Un cielo estrellado cubría con melancolía las ondas de pasión apaciguadas. La desesperanza, que envuelta en el cielo incólume que se contempla desde la Calera, ya se había abrazado al entorno natural; ya se oía a lo lejos en el campo, confundiéndose con el canto de los pájaros nocturnos o con el de los grillos ocultos entre los pastizales.
Al bajar a Bogotá, la atmósfera era igual de triste, hermanándose al paisaje urbano, que hacia las 10 de la noche estaba igual de silencioso como siempre, pero lúgubre como nunca. Bajo los postes de luz a veces vemos caras en los días corrientes, y son caras llenas de sorpresas, que a veces iluminan, que a veces dan curiosidad, que a veces deslumbran. Las caras del domingo 2 de octubre, esas caras que esperan el SITP en los paraderos, o que sacan la mano para pedir taxi en la calle, eran caras sombrías, sorprendidas, enajenadas. Las casas, extrañamente, no estaban iluminadas. Solo uno que otro restaurante de perros calientes y pizzas trasnochadas permanecía con las luces y el televisor encendidos, y los pocos asistentes se sentaban a escuchar atentamente los comentarios de noticieros y otros programas sobre la triste victoria del No en el plebiscito.

# Datos proporcionados:
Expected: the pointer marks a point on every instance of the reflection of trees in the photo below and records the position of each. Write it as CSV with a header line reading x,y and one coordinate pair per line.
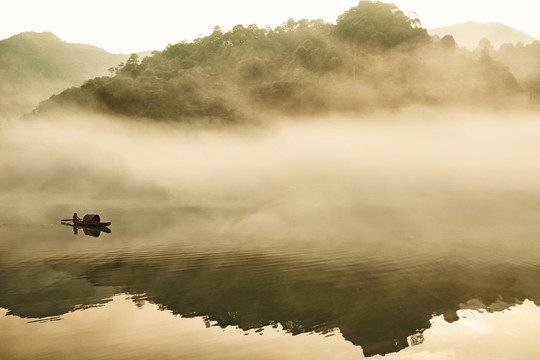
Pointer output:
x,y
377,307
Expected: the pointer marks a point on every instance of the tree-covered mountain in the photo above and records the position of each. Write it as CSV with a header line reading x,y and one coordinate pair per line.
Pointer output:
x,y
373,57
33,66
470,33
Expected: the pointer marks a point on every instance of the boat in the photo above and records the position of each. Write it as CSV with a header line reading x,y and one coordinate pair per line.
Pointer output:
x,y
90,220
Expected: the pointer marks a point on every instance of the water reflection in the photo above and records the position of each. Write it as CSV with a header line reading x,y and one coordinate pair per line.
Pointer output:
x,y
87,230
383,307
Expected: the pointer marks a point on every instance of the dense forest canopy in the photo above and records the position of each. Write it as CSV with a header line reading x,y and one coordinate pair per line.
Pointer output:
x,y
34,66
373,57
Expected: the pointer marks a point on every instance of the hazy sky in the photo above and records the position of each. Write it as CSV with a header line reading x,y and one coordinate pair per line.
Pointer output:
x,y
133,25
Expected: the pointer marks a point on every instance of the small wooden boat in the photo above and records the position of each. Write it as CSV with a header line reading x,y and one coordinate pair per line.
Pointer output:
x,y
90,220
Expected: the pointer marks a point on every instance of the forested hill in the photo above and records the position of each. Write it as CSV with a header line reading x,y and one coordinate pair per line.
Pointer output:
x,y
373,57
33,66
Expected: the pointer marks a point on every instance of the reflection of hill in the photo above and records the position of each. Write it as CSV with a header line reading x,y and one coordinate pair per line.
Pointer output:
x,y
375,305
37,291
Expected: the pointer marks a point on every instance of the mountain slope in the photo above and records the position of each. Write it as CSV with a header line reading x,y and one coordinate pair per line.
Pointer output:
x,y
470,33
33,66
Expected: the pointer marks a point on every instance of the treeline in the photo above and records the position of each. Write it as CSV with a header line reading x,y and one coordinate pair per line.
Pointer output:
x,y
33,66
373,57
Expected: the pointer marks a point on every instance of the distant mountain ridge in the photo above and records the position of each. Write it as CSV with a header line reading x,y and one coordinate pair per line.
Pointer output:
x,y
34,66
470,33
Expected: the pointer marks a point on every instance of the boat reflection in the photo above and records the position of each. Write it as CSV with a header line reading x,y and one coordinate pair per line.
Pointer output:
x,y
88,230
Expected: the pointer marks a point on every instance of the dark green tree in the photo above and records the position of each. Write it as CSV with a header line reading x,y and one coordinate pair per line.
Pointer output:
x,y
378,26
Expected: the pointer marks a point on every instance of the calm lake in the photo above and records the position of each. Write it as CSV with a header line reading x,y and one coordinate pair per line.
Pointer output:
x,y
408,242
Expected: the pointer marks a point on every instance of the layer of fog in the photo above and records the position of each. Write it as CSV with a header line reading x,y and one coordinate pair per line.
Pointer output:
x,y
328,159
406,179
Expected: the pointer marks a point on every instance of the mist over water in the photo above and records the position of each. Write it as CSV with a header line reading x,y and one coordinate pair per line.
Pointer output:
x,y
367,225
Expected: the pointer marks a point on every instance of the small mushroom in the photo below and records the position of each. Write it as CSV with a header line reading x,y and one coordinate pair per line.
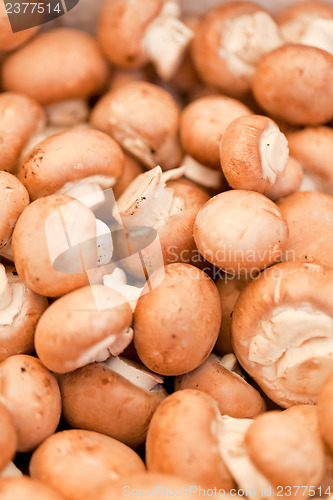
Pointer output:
--
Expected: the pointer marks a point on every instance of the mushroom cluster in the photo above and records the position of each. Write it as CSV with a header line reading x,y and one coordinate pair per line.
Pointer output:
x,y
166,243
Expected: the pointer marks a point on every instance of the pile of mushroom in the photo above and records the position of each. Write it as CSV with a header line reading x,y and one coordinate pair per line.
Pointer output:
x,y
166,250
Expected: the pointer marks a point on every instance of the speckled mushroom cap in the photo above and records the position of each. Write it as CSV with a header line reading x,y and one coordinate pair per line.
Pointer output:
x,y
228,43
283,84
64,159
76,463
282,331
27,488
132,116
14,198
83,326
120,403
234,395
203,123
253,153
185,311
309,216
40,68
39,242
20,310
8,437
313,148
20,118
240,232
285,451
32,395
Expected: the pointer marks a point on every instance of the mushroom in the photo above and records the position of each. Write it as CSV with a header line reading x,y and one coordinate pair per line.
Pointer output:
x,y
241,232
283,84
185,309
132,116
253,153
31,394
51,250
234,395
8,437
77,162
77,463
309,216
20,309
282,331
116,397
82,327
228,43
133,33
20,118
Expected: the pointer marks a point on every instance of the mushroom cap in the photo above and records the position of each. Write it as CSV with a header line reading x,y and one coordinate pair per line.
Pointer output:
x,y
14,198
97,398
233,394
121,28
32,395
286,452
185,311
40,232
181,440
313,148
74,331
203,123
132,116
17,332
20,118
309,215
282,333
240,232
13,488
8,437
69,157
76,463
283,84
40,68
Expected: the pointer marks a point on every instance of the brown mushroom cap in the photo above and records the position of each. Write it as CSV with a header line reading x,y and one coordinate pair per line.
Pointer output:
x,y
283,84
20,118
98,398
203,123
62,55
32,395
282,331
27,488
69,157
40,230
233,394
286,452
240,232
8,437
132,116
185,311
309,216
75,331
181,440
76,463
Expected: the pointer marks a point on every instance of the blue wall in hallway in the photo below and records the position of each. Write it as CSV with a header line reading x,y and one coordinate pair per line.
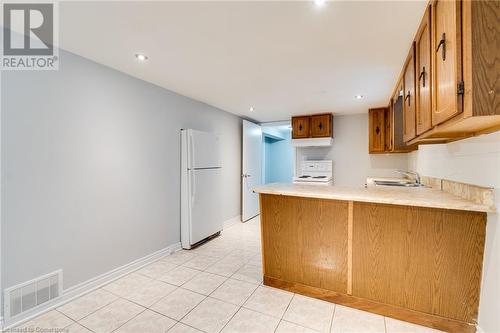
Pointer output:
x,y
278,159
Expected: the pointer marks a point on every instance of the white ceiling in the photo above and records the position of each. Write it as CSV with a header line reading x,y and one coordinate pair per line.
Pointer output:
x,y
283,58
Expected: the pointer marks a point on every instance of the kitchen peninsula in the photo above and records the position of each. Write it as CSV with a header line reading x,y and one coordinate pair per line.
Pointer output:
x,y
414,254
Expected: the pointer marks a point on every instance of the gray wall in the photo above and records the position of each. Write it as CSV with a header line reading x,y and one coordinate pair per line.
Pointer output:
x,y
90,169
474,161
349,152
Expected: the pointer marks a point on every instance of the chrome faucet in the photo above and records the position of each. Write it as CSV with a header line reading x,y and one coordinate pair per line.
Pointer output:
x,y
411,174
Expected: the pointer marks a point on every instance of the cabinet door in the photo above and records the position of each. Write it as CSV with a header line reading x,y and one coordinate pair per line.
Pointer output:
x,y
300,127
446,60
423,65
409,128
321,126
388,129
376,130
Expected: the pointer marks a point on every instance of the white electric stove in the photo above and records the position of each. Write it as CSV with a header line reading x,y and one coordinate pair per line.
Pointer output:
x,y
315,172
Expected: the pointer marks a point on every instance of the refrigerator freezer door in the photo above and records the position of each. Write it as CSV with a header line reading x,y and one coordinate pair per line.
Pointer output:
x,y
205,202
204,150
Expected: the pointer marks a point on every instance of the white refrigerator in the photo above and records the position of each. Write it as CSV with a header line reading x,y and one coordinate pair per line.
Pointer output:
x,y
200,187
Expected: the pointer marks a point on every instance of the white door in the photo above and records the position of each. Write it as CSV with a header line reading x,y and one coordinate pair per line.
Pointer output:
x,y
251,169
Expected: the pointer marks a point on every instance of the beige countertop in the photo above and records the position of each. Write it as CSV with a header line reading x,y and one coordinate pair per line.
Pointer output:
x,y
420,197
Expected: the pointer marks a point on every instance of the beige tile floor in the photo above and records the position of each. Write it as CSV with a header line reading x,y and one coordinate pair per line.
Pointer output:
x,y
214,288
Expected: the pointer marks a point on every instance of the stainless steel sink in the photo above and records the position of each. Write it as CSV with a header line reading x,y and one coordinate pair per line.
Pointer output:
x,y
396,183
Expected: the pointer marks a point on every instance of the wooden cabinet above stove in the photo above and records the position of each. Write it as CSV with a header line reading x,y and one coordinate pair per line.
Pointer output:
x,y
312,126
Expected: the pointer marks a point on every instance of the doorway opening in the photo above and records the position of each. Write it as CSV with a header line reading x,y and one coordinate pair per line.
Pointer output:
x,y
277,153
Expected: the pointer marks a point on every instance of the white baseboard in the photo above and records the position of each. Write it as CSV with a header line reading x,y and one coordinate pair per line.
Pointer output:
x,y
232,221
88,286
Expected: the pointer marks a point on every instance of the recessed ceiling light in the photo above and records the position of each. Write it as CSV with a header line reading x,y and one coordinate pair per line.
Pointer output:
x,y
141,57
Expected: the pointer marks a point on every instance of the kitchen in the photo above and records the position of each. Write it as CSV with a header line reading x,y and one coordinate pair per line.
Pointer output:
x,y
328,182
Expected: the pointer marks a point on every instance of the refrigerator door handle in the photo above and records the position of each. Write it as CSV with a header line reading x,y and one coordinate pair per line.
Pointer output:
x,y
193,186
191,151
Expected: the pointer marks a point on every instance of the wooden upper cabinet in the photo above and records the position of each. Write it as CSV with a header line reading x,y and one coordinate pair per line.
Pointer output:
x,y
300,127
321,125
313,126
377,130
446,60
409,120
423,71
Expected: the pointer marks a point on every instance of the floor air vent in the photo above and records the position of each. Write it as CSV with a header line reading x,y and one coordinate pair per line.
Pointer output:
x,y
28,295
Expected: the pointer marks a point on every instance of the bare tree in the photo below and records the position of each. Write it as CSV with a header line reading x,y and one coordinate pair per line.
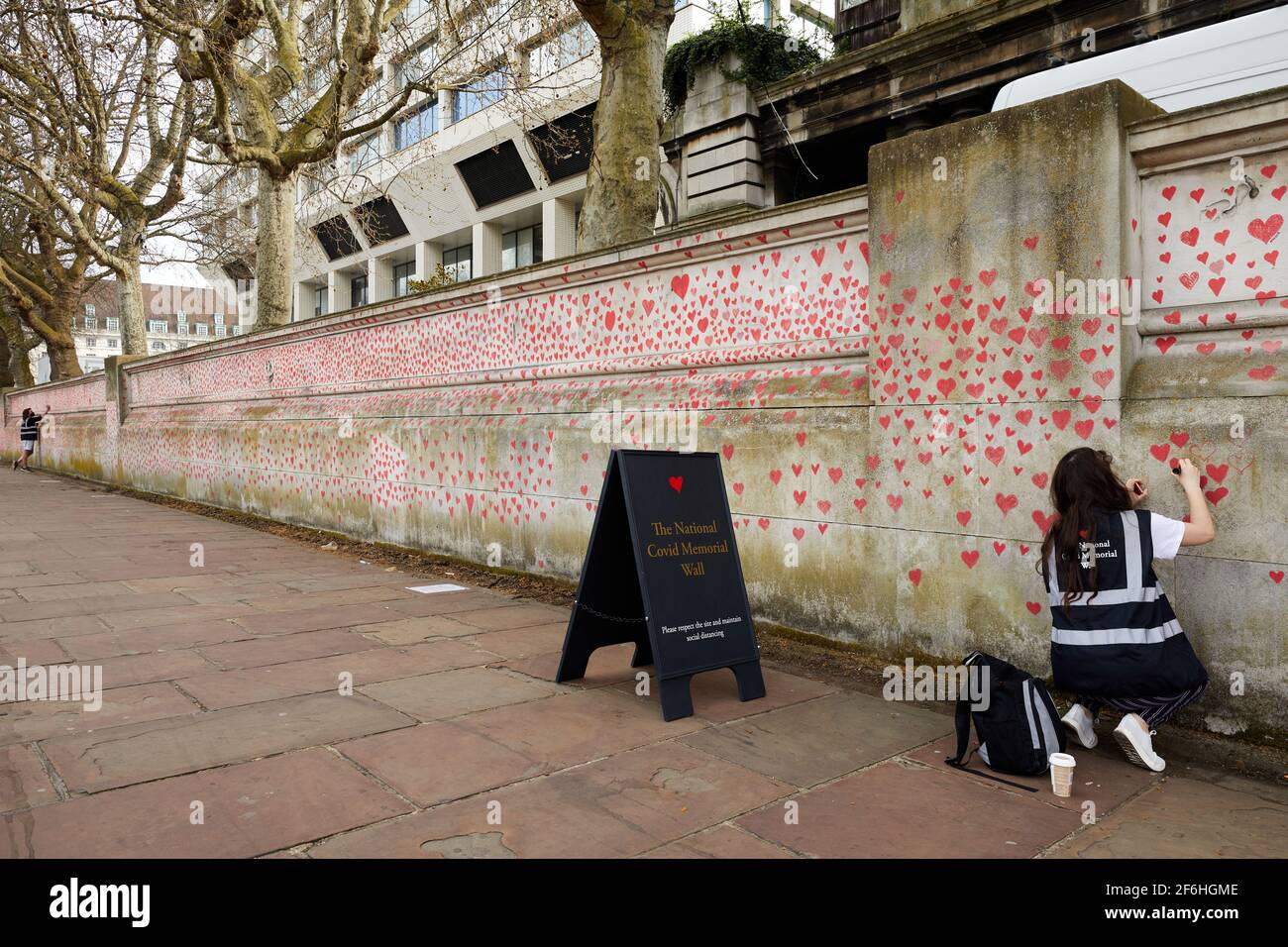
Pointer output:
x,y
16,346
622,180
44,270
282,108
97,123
---
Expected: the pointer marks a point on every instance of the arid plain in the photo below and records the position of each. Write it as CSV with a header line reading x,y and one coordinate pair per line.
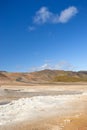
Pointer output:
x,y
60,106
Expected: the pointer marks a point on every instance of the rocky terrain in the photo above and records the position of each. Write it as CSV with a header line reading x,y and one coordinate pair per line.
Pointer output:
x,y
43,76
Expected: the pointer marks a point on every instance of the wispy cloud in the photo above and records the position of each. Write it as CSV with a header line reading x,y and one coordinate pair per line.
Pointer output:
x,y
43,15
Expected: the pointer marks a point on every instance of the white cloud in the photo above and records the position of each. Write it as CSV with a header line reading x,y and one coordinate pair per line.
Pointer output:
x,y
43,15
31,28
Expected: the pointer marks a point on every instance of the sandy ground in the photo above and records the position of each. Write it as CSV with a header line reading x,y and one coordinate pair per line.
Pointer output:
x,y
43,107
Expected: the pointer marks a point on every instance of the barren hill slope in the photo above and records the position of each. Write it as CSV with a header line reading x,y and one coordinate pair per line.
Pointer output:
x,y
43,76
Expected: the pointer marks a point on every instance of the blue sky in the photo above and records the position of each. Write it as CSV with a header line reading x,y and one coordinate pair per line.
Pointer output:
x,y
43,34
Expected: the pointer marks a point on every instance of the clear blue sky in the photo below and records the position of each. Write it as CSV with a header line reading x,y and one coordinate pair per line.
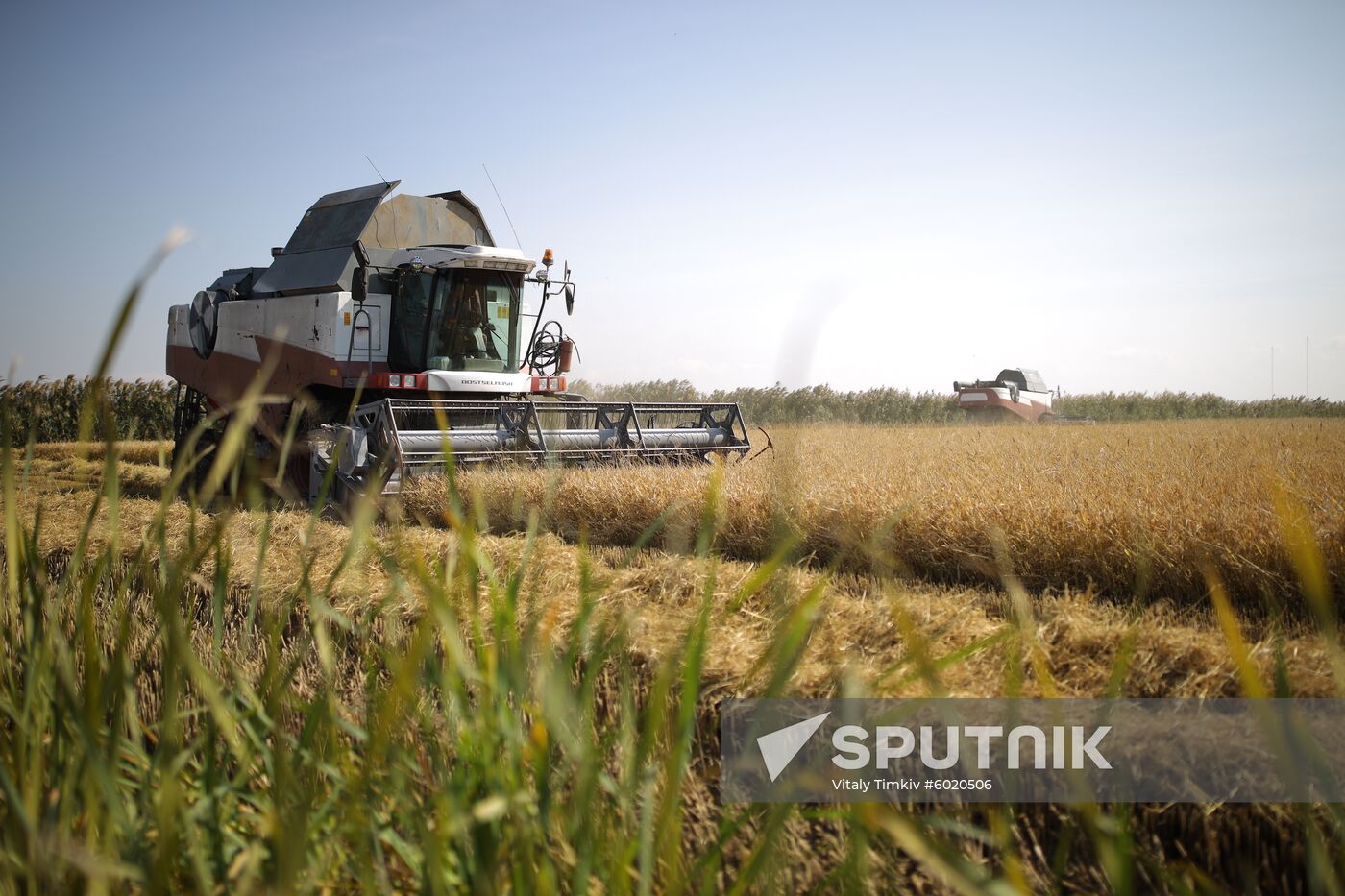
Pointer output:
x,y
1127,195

# Problema planteado 1:
Repite sin cambios el pasaje del texto sobre la noche del plebiscito, comenzando en "Al bajar a Bogotá, la" y terminando en "en el plebiscito.".
# Problema planteado 2:
En el texto sobre la noche del plebiscito, ¿qué locales seguían con las luces y el televisor encendidos?

# Respuesta correcta 1:
Al bajar a Bogotá, la atmósfera era igual de triste, hermanándose al paisaje urbano, que hacia las 10 de la noche estaba igual de silencioso como siempre, pero lúgubre como nunca. Bajo los postes de luz a veces vemos caras en los días corrientes, y son caras llenas de sorpresas, que a veces iluminan, que a veces dan curiosidad, que a veces deslumbran. Las caras del domingo 2 de octubre, esas caras que esperan el SITP en los paraderos, o que sacan la mano para pedir taxi en la calle, eran caras sombrías, sorprendidas, enajenadas. Las casas, extrañamente, no estaban iluminadas. Solo uno que otro restaurante de perros calientes y pizzas trasnochadas permanecía con las luces y el televisor encendidos, y los pocos asistentes se sentaban a escuchar atentamente los comentarios de noticieros y otros programas sobre la triste victoria del No en el plebiscito.

# Respuesta correcta 2:
Uno que otro restaurante de perros calientes y pizzas trasnochadas.